> WHAT IS REQUIRED:
Your answer must hold only the lines below from the line containing "box: [377, 141, 383, 239]" through the line containing "158L344 142L340 144ZM343", each reproduced exactly.

> DATA SECTION:
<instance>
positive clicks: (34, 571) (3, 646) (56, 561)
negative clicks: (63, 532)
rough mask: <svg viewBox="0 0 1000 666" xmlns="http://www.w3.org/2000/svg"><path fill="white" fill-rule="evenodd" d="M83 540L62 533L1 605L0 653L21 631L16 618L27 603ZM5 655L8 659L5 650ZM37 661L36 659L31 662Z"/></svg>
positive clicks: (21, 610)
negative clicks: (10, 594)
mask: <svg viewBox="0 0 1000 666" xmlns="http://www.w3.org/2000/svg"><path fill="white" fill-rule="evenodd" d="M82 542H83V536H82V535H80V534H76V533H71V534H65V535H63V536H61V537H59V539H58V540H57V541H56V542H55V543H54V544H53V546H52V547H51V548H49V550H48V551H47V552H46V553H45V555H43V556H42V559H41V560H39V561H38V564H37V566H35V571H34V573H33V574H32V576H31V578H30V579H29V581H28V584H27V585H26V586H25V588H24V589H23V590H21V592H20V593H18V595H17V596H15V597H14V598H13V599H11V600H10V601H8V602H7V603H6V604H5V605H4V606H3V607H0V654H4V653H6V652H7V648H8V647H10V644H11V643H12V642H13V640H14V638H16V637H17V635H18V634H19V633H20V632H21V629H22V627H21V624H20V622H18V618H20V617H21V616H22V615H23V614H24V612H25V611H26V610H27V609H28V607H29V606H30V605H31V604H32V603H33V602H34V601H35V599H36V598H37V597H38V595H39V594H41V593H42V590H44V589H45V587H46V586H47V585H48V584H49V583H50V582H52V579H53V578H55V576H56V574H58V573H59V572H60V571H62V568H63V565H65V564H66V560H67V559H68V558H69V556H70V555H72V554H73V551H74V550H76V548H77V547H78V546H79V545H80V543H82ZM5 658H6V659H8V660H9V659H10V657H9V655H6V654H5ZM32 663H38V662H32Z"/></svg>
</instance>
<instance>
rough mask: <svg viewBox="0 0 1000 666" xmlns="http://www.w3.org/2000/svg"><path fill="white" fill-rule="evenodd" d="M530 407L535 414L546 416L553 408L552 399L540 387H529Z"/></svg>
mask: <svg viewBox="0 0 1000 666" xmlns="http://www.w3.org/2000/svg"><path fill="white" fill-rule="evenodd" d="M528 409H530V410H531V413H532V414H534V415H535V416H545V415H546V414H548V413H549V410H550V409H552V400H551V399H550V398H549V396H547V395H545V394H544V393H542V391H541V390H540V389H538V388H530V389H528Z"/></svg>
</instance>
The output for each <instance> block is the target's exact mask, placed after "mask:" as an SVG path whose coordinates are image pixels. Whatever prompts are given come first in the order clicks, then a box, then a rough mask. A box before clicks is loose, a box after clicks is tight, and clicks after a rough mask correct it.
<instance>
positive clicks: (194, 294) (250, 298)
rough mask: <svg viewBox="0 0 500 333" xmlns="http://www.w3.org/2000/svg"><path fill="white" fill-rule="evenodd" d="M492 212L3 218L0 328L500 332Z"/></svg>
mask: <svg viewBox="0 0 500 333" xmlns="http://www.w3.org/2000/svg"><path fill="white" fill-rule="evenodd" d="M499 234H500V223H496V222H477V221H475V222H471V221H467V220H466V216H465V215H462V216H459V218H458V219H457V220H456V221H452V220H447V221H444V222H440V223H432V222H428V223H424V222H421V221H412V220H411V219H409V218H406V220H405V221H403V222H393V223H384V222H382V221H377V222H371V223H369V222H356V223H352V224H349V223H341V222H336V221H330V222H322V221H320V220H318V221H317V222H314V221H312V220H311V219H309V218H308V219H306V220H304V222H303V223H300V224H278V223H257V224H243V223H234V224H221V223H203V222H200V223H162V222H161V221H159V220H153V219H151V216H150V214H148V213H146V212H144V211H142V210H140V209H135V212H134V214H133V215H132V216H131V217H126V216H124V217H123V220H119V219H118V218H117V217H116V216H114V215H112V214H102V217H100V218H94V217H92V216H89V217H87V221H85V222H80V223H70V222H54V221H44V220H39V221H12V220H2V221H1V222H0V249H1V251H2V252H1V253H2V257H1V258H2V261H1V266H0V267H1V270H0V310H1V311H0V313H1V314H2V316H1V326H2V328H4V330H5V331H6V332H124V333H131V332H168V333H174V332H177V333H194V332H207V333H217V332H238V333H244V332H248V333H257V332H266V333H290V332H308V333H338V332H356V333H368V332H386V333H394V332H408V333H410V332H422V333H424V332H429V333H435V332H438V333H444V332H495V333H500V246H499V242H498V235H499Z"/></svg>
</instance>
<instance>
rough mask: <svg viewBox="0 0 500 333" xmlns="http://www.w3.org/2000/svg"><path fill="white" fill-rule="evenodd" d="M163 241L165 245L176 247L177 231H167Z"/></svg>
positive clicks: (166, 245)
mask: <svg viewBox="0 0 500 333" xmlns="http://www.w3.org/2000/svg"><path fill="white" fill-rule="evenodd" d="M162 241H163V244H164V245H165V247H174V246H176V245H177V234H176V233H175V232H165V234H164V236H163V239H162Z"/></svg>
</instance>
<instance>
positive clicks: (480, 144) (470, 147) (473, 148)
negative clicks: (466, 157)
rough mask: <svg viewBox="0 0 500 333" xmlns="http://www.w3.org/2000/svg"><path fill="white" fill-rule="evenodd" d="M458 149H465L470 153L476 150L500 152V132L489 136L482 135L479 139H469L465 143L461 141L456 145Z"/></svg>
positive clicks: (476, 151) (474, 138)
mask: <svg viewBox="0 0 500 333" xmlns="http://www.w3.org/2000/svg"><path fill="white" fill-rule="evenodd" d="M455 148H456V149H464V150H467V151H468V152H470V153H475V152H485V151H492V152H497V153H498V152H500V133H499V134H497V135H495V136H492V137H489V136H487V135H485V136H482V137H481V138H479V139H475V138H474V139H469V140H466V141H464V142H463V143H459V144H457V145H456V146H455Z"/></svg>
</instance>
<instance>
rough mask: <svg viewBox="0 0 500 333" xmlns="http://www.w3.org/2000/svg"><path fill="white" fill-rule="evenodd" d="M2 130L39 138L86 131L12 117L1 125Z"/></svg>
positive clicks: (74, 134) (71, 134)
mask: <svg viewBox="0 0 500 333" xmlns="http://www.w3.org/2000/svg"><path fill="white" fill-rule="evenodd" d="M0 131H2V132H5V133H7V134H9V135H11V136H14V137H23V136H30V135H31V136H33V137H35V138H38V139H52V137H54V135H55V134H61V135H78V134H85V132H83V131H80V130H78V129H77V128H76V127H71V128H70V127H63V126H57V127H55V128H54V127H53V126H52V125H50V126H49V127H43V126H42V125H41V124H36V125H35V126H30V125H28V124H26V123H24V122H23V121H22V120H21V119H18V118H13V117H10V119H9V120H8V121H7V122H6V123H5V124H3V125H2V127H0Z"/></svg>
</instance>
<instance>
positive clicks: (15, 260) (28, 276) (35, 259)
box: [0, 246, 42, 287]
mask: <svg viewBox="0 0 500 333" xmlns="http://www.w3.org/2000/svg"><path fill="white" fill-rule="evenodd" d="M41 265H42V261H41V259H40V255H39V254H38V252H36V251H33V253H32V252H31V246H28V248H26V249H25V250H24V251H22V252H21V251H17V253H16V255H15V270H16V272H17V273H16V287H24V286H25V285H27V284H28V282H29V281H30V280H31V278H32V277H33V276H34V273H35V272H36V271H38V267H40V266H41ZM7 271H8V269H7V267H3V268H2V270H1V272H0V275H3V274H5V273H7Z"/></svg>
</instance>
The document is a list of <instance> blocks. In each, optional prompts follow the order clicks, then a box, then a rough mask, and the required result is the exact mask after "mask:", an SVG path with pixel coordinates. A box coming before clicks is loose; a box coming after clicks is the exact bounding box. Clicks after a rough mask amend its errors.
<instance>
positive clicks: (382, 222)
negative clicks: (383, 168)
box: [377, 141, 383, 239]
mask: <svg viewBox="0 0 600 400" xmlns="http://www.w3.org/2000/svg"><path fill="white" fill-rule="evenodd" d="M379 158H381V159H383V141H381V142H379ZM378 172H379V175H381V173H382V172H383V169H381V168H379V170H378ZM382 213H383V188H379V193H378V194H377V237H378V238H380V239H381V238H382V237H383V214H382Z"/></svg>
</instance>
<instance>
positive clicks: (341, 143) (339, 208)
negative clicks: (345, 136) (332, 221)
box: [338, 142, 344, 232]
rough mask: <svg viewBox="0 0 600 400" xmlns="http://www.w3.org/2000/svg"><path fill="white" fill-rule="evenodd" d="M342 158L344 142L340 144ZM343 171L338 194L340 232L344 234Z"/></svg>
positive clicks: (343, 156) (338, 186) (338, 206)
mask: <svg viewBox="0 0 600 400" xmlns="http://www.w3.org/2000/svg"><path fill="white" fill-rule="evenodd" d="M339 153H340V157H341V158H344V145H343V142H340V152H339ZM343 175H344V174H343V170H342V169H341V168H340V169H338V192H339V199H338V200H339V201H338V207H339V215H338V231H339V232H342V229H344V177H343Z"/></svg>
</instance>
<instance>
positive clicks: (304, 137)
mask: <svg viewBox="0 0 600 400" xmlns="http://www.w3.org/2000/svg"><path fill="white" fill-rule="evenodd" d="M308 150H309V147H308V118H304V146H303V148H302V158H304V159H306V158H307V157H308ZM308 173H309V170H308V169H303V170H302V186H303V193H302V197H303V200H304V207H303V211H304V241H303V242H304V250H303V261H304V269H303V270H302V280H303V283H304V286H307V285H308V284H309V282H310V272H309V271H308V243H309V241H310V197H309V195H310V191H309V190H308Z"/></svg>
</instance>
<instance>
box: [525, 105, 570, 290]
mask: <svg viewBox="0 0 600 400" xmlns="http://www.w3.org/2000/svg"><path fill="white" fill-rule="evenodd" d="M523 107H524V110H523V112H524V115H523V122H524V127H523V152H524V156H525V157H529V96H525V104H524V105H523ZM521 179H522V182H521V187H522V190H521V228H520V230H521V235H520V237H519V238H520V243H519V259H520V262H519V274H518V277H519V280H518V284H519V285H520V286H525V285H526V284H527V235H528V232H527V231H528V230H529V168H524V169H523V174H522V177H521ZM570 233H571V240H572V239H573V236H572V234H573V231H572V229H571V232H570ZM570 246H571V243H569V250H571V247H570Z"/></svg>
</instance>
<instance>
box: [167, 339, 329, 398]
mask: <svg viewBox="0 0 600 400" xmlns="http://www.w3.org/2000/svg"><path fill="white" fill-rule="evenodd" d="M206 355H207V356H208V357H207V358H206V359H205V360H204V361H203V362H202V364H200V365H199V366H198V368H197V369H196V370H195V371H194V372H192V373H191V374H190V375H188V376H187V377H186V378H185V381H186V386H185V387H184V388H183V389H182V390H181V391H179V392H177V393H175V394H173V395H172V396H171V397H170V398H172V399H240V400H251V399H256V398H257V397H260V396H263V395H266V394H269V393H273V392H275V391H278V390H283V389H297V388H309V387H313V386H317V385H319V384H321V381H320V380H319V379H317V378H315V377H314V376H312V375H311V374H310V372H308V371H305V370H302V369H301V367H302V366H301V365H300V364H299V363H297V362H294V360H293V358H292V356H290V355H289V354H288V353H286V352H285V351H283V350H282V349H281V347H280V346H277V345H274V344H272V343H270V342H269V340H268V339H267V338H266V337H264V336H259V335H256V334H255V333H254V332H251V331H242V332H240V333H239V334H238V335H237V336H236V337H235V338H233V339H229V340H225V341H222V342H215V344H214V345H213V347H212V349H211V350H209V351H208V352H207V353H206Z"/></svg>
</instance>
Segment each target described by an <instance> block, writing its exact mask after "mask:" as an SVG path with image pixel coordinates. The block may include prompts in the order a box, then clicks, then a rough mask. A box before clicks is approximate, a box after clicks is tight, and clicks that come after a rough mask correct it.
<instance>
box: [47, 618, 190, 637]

> RESPONSE BELOW:
box: [377, 141, 383, 239]
mask: <svg viewBox="0 0 600 400" xmlns="http://www.w3.org/2000/svg"><path fill="white" fill-rule="evenodd" d="M379 158H381V159H383V141H381V142H379ZM378 172H379V175H381V173H382V172H383V169H381V168H379V170H378ZM382 213H383V188H379V193H378V194H377V237H378V238H380V239H381V238H382V237H383V214H382Z"/></svg>
</instance>
<instance>
positive clicks: (341, 143) (339, 208)
negative clicks: (345, 136) (332, 221)
box: [338, 142, 344, 232]
rough mask: <svg viewBox="0 0 600 400" xmlns="http://www.w3.org/2000/svg"><path fill="white" fill-rule="evenodd" d="M342 158L344 142L340 144ZM343 171L338 194L340 232L344 234Z"/></svg>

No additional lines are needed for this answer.